BRIEF DESCRIPTION OF THE DRAWINGS
[0024] Other features of embodiments will be more readily
understood from the following detailed description of specific
embodiments thereof when read in conjunction with the accompanying
drawings, in which:
[0025] FIG. 1 is a block diagram illustrating a network environment
in which embodiments according to the inventive concepts can be
implemented.
[0026] FIG. 2A is a block diagram of an API gateway according to
some embodiments of the inventive concepts.
[0027] FIGS. 2B and 2C are block diagrams that illustrate voice
command processing modules according to some embodiments of the
inventive concepts.
[0028] FIGS. 3A and 3B are block diagrams of an API gateway and a
service API according to embodiments of the inventive concepts.
[0029] FIGS. 3C and 3D are flowcharts illustrating operations of
systems/methods according to embodiments of the inventive
concepts.
[0030] FIG. 4 is a block diagram illustrating aspects of an API
gateway according to some embodiments of the inventive
concepts.
[0031] FIGS. 5 and 6 are flowcharts illustrating operations of
systems/methods in accordance with some embodiments of the
inventive concepts.
DETAILED DESCRIPTION
[0032] In the following detailed description, numerous specific
details are set forth in order to provide a thorough understanding
of embodiments of the present disclosure. However, it will be
understood by those skilled in the art that the present invention
may be practiced without these specific details. In other
instances, well-known methods, procedures, components and circuits
have not been described in detail so as not to obscure the present
invention. It is intended that all embodiments disclosed herein can
be implemented separately or combined in any way and/or
combination.
[0033] As noted above, legacy applications supported in an
enterprise computing system may not support voice recognition, and
it may be economically infeasible to rewrite older applications to
provide voice support. Some embodiments provide an API gateway that
can provide voice command integration across an enterprise
computing system without requiring rewriting or updating of legacy
applications to support voice command processing.
[0034] An application programming interface (API) gateway is a
function resident in an enterprise computing system that acts as a
single point of entry for a defined group of services within the
enterprise computing system that are accessed through an API. API
gateways may have many functions within a computing system. For
example, an API gateway may provide a single point of entry for API
calls to multiple services hosted within the system. The internal
access points for the services remain hidden to outside entities,
and may therefore be reconfigured transparently. Because the
internal APIs of system services are not exposed, it may be easier
to maintain security of the system. Moreover, in addition to
accommodating direct API requests, API gateways can be used to
invoke multiple back-end services and aggregate the results for
presentation to clients.
[0035] Because API gateways provide an interface to application
services, they may perform a number of functions in an enterprise
computing system, including, for example, API creation, API
lifecycle management, API discovery, security, authentication and
authorization, threat protection (e.g., code injection), protocol
transformation, routing, analytics and monitoring, and contract and
service level agreement (SLA) management.
____________
> **TASKS AND EXERCISES**:
1) From the API gateway passage, output the section that begins at the words "[0031] FIGS. 5" and stops after "combination.", copied verbatim.
2) Pick up the API gateway description after its final sentence and keep writing in the same style.
____________
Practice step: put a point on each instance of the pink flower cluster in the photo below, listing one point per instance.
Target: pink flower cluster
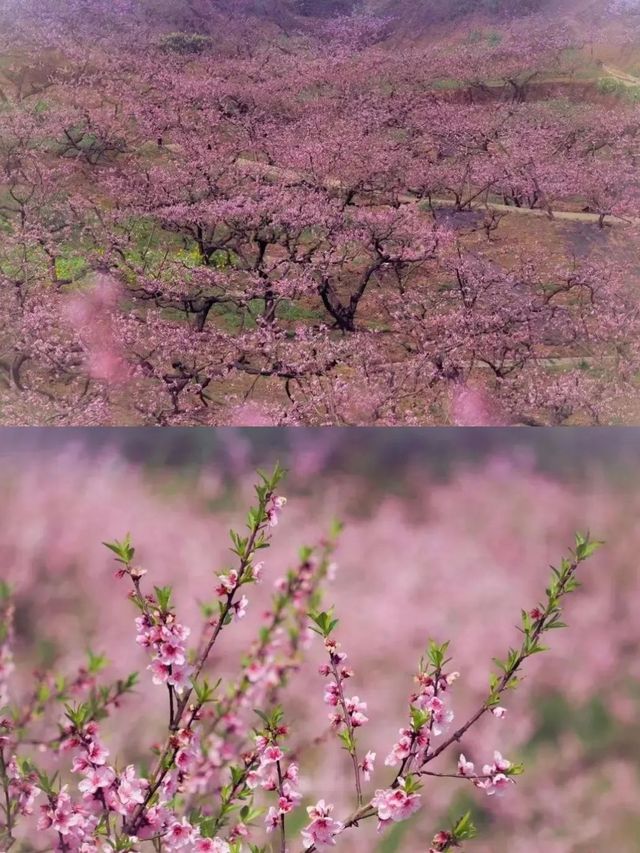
(494, 778)
(21, 785)
(273, 510)
(352, 710)
(395, 804)
(322, 830)
(271, 775)
(166, 639)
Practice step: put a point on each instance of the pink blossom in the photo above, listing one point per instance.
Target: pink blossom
(323, 828)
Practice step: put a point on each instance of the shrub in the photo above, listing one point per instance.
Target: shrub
(214, 775)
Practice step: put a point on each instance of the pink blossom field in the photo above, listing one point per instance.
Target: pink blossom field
(432, 557)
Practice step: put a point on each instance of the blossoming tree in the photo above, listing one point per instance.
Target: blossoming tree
(223, 777)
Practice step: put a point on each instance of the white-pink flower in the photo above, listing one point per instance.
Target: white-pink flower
(323, 828)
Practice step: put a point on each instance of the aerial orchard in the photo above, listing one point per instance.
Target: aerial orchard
(316, 227)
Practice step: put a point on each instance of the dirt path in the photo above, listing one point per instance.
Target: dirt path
(565, 215)
(622, 76)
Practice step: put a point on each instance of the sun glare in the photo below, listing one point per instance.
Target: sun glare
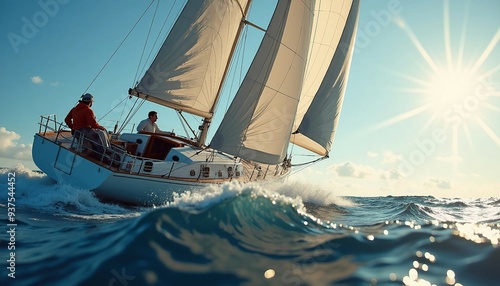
(456, 96)
(446, 89)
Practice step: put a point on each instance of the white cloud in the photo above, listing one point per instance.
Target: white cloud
(438, 183)
(10, 148)
(36, 79)
(352, 170)
(390, 157)
(450, 159)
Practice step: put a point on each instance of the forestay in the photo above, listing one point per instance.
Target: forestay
(190, 66)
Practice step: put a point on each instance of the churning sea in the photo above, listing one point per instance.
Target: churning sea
(235, 234)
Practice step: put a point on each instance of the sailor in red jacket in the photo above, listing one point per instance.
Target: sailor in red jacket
(82, 119)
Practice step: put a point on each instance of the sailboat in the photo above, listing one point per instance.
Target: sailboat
(292, 93)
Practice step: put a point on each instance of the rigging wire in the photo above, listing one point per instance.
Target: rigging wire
(147, 38)
(116, 50)
(157, 38)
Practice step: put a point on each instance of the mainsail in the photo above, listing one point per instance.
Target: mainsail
(258, 124)
(293, 90)
(189, 68)
(329, 60)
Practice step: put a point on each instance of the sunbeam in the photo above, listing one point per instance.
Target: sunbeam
(456, 94)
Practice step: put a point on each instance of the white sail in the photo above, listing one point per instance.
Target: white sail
(189, 68)
(326, 80)
(259, 122)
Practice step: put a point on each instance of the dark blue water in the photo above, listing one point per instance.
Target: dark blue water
(246, 235)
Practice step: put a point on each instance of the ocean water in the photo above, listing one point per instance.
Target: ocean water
(237, 234)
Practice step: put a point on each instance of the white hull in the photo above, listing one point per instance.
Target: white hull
(129, 181)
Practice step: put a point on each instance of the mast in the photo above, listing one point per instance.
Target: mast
(207, 120)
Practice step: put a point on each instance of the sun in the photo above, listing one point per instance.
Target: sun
(446, 89)
(455, 96)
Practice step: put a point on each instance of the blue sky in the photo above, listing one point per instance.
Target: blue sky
(421, 114)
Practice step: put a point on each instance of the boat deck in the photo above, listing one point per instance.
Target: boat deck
(251, 171)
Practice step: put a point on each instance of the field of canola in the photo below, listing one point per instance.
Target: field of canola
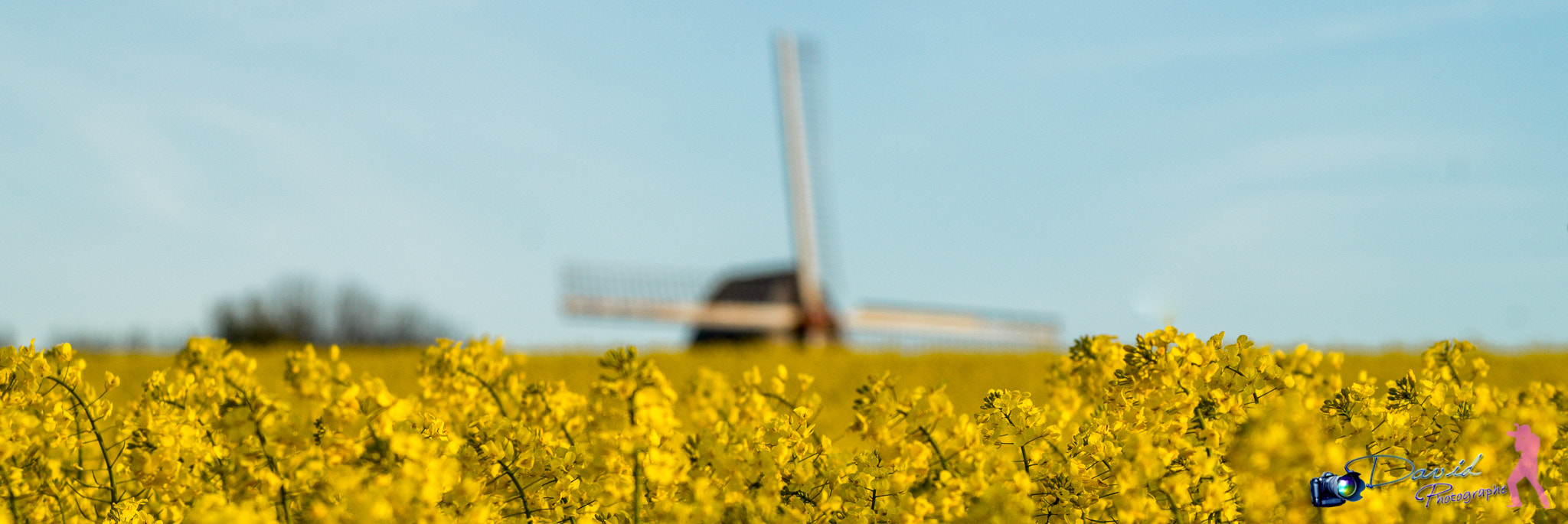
(1167, 428)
____________
> **OUTPUTS**:
1)
[0031] FIGS. 5 and 6 are flowcharts illustrating operations of
systems/methods in accordance with some embodiments of the
inventive concepts.
DETAILED DESCRIPTION
[0032] In the following detailed description, numerous specific
details are set forth in order to provide a thorough understanding
of embodiments of the present disclosure. However, it will be
understood by those skilled in the art that the present invention
may be practiced without these specific details. In other
instances, well-known methods, procedures, components and circuits
have not been described in detail so as not to obscure the present
invention. It is intended that all embodiments disclosed herein can
be implemented separately or combined in any way and/or
combination.

2)
[0036] Some embodiments leverage the function of an API gateway to
provide a voice command interface to enterprise application
services, particularly those that were not initially designed to
work with voice commands. Adding this functionality to an API
gateway instead of to individual services may provide a number of
potential benefits, including reducing duplicative code, reducing
maintenance requirements, and increased speed of adoption of new
technologies.
[0037] FIG. 1 is a block diagram that illustrates an API gateway
100 in an enterprise computing system 10 that offers a number of
services 200A to 200D that can be accessed by clients 20 from
within (or outside) the enterprise computing system 10. Each of the
services 200A to 200D has an associated API 210A to 210D by which
its services can be accessed. As is well known in the art, an API
may include a set of rules or communication protocols by which the
services of an application program may be invoked. In a distributed
computing environment, a web-based API, or web API, may be defined
that allows client entities to access application services. Web
APIs are the defined interfaces through which interactions happen
between an enterprise and applications that use its assets. A web
API specifies the functional provider and exposes the service path
or URL for its API users. A web API typically defines a set of
specifications for requests and responses, such as Hypertext
Transfer Protocol (HTTP) request messages, along with a definition
of the structure of response messages, which is usually in an
Extensible Markup Language (XML) or JavaScript Object Notation
(JSON) format. Representational State Transfer (REST) is an
architectural style that defines a set of constraints to be used
for creating web services. Web services that conform to the REST
architectural style, or RESTful web services, provide
interoperability between computer systems on the Internet.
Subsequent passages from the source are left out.